— DIRECTIONS FOR THIS TASK —
An exact copy of the entries is needed, with every line included.

Items from a data source

+ + +

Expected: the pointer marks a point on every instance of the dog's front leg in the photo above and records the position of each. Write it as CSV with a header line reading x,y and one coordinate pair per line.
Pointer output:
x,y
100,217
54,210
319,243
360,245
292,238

+ + +

— COMPLETED EXERCISE —
Expected: the pointer marks a point on every instance of the dog's front leg in the photo above and records the position of each. Write it as CSV with a header line reading x,y and one coordinate pair per line.
Pointer output:
x,y
100,217
54,210
319,243
360,245
292,238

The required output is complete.